● **Alıştırma görevleri**:
**A)** İzmir'in işgaline dair metinden "Ne yazık ki, Damat" ifadesinden başlayıp "karanlık günleri başladı." ifadesine kadar olan kısmı, bu son ifade de dahil olmak üzere birebir kopyalayın.
**B)** Kayıtlarda "long" dizesinin geçtiği her satırı bulun ve kopyalayın.

Ne yazık ki, Damat Ferit Hükümeti işgale karşı bir savunmayı kesin talimatlar ile yasaklarken dönemin İzmir valisi İzzet Bey, ”Bazı bedbahtlar, İzmir’in Yunanlılar tarafından işgal edileceği şayiasını çıkarıyor. Tekzip ederim” diyerek yalanlıyordu! Bu vatan hainliği karanlığında, Yarbay Stavrianopulos komutasındaki 38. Evzon alayına, Hasan Tahsin gibi bir avuç kahraman direniş gösterse de, işgalin ilk iki gününde 2 bine yakın vatandaşımız katledildi ve Güzel İzmir’imizin, 3 yıl 3 ay 24 gün sürecek karanlık günleri başladı.
Mustafa Kemal, İzmir’in işgal edildiği gün İstanbul’da idi. Bir gün sonra yani 16 Mayıs 1919’da Cuma’ya rastlayan günün öğleden sonrası ‘Bandırma’ vapuru ile Galata Rıhtımından ayrıldı. Beraberinde kaptan İsmail Hakkı Durusu dışında 18 kişi kendisine eşlik ediyordu: III. Kolordu Komutanı Kurmay Albay Refet Bey, Kurmay Albay Manastırlı Kâzım Dirik, Doktor Albay İbrahim Talî Öngören, Kurbay Yarbay Mehmet Ârif Bey, Karargâh Erkân-ı Harbiyesi İstihbarat ve Siyâsiyât Şubesi Müdürü Kurmay Binbaşı Hüsrev Gerede, Topçu Binbaşı Refik Saydam, Başyaveri Yüzbaşı Cevad Abbas, Kurmay Mülhakı Yüzbaşı Mümtaz, Kurmay Mülhakı Yüzbaşı İsmail Hakkı Müfettişlik Emir Subayı Yüzbaşı Ali Şevket, Karargâh Komutanı Yüzbaşı Mustafa Vasfi, Kurmay Başkanı Emir Subayı ve Müfettişlik Kâlem Âmiri Üsteğmen Arif Hikmet, İaşe Subayı Üsteğmen Abdullah, Müfettişlik İkinci Yaveri Teğmen Muzaffer, Şifre Kâtibi, Birinci Sınıf Kâtip Fâik, Şifre Kâtibi Yardımcısı, Dördüncü Sınıf Kâtip Memduh.

● **Verilen kayıtlar**:
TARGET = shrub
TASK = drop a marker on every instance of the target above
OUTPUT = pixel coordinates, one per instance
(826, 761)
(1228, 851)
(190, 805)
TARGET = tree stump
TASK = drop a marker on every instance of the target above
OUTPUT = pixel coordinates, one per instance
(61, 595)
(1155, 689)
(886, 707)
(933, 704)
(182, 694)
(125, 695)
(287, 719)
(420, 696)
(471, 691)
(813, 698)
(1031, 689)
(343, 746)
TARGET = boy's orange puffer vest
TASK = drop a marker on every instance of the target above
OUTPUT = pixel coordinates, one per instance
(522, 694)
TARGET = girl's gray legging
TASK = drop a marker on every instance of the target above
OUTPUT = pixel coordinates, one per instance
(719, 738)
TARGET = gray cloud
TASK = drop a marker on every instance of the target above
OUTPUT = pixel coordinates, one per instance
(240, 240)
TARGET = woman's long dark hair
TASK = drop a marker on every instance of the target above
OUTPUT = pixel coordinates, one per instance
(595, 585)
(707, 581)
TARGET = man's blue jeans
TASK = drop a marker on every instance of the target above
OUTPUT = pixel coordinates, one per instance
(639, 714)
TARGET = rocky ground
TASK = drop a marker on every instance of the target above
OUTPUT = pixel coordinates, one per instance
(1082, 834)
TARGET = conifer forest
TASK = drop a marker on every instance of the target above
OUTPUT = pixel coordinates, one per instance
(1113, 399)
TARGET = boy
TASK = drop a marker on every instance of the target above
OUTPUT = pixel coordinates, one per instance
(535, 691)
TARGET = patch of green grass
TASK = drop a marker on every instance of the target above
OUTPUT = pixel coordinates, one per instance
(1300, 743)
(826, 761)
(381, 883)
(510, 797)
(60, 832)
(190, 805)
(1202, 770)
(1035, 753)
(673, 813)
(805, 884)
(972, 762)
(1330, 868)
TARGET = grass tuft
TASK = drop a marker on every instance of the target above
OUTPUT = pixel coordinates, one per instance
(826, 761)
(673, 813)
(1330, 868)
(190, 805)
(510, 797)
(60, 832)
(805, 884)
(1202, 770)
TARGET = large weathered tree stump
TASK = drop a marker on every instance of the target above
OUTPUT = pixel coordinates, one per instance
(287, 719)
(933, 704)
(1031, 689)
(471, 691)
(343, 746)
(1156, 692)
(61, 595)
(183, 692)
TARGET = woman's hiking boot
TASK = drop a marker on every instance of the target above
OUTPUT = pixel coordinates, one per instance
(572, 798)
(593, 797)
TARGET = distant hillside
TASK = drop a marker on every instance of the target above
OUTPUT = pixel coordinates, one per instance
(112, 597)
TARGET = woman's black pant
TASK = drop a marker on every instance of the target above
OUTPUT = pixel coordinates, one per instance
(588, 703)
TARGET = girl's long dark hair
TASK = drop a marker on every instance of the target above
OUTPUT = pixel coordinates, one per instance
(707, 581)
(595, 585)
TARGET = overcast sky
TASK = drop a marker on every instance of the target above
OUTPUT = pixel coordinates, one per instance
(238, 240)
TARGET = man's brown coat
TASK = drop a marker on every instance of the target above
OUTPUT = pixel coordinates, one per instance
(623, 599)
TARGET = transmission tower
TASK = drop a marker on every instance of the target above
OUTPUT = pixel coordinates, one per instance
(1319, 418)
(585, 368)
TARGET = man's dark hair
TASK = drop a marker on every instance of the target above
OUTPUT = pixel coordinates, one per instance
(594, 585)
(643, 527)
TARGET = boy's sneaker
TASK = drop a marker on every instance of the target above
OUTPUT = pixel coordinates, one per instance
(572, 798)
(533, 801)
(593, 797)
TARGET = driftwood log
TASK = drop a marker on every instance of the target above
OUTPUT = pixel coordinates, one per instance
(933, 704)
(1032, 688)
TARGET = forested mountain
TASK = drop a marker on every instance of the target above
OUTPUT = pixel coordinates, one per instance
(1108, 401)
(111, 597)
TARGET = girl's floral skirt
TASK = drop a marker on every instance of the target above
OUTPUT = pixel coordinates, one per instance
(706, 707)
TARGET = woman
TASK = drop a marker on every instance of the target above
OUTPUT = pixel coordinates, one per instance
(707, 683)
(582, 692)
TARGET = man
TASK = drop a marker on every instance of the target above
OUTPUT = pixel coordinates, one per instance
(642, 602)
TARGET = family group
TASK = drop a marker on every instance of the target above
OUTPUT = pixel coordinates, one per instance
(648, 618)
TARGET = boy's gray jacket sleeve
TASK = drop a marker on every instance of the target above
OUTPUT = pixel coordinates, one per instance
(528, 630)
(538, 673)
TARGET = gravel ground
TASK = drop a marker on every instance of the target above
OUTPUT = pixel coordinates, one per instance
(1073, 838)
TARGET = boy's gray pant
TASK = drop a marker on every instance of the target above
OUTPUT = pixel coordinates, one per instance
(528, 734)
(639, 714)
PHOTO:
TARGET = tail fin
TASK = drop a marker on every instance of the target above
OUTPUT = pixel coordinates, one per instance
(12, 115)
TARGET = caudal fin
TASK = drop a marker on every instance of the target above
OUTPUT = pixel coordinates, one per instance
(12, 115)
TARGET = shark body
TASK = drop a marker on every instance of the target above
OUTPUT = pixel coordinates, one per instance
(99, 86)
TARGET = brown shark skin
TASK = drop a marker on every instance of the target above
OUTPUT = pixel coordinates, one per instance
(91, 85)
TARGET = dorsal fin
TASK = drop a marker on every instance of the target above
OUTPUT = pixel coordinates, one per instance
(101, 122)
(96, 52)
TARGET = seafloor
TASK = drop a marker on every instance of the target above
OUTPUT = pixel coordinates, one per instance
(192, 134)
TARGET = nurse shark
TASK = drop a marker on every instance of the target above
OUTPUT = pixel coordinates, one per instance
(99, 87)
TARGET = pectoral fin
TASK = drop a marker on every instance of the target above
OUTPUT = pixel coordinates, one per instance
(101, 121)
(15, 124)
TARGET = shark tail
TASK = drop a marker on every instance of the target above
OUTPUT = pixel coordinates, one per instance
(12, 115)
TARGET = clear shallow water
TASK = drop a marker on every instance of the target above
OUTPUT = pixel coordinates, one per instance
* * *
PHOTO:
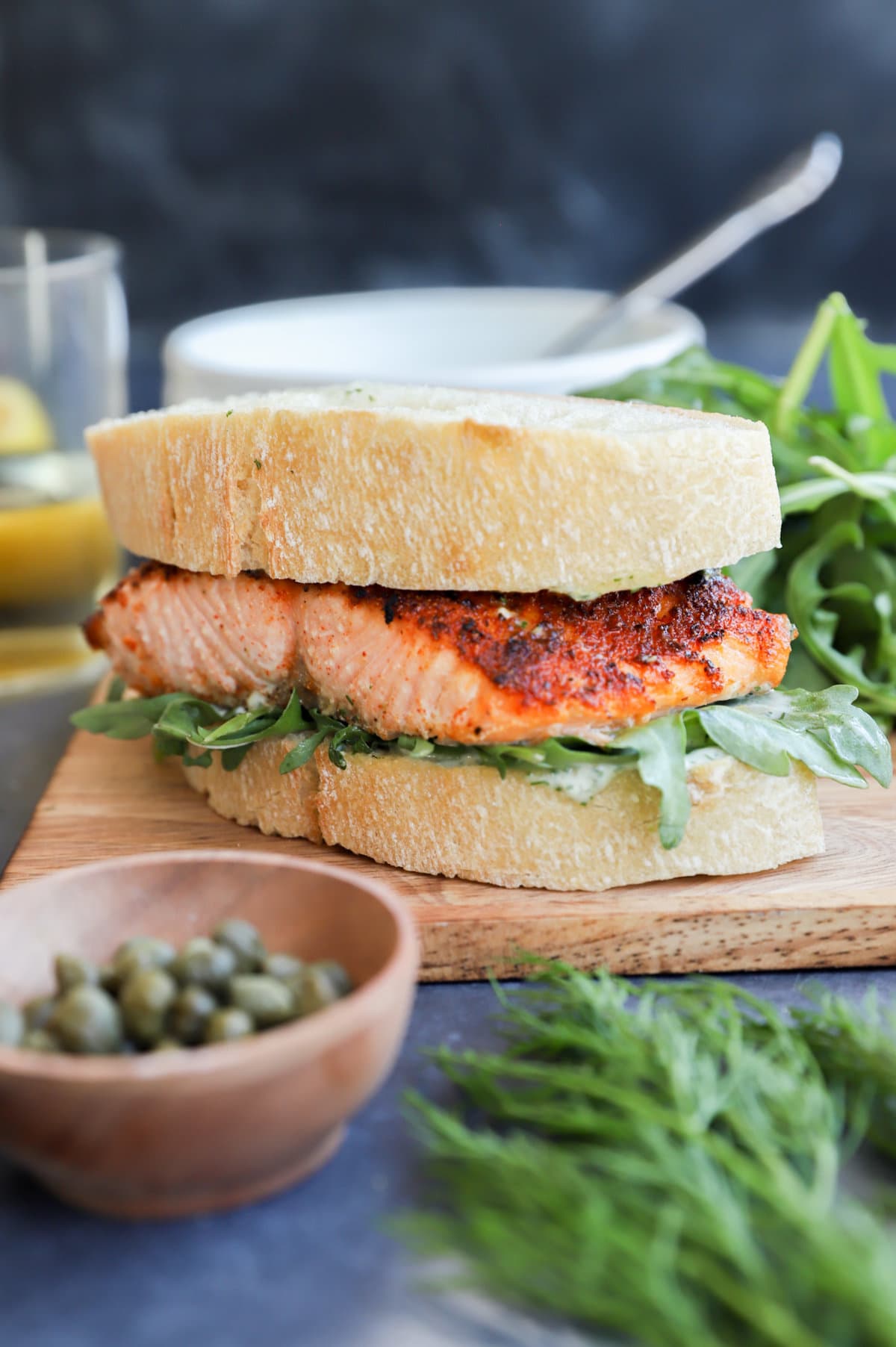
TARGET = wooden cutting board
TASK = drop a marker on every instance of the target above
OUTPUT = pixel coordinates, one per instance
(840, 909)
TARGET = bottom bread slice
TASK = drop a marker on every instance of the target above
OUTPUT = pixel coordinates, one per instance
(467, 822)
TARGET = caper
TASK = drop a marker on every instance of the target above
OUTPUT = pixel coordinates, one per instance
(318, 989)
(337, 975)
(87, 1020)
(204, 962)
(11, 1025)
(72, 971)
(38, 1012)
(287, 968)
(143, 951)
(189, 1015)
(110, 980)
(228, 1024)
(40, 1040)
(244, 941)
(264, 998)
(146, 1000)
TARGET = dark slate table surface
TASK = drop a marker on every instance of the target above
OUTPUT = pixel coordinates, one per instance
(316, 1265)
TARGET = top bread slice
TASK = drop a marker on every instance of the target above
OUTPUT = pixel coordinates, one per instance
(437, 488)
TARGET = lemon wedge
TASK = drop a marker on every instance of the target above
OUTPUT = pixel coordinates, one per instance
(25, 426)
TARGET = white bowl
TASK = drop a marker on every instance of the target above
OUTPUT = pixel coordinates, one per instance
---
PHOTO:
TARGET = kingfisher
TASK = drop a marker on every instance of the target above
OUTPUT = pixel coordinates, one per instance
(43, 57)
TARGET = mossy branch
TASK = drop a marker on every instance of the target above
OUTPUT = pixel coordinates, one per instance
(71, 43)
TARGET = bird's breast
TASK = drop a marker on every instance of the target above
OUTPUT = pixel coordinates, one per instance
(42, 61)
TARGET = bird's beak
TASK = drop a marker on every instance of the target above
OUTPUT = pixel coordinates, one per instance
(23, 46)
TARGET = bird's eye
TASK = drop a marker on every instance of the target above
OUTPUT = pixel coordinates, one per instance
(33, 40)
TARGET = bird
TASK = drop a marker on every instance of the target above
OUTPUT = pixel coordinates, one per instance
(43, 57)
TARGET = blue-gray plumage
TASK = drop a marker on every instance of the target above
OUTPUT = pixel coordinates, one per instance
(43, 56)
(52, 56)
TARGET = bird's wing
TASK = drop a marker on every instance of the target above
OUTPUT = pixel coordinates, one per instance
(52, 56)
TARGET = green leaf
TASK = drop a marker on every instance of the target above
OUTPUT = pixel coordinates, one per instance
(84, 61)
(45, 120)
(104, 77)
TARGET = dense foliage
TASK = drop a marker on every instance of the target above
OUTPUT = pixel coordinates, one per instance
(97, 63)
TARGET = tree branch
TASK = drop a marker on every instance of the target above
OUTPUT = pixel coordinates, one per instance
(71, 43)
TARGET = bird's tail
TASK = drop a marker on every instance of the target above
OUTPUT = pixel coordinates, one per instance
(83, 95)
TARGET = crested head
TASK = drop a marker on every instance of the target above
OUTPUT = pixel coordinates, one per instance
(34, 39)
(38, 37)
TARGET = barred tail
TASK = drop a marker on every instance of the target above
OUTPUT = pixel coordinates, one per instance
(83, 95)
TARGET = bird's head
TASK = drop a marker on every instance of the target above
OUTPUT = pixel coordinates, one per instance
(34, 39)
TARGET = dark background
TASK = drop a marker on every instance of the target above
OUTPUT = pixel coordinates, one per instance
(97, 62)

● **Görev sonuçları**:
**A)**
Ne yazık ki, Damat Ferit Hükümeti işgale karşı bir savunmayı kesin talimatlar ile yasaklarken dönemin İzmir valisi İzzet Bey, ”Bazı bedbahtlar, İzmir’in Yunanlılar tarafından işgal edileceği şayiasını çıkarıyor. Tekzip ederim” diyerek yalanlıyordu! Bu vatan hainliği karanlığında, Yarbay Stavrianopulos komutasındaki 38. Evzon alayına, Hasan Tahsin gibi bir avuç kahraman direniş gösterse de, işgalin ilk iki gününde 2 bine yakın vatandaşımız katledildi ve Güzel İzmir’imizin, 3 yıl 3 ay 24 gün sürecek karanlık günleri başladı.

**B)**
TARGET = woman's long dark hair
TARGET = girl's long dark hair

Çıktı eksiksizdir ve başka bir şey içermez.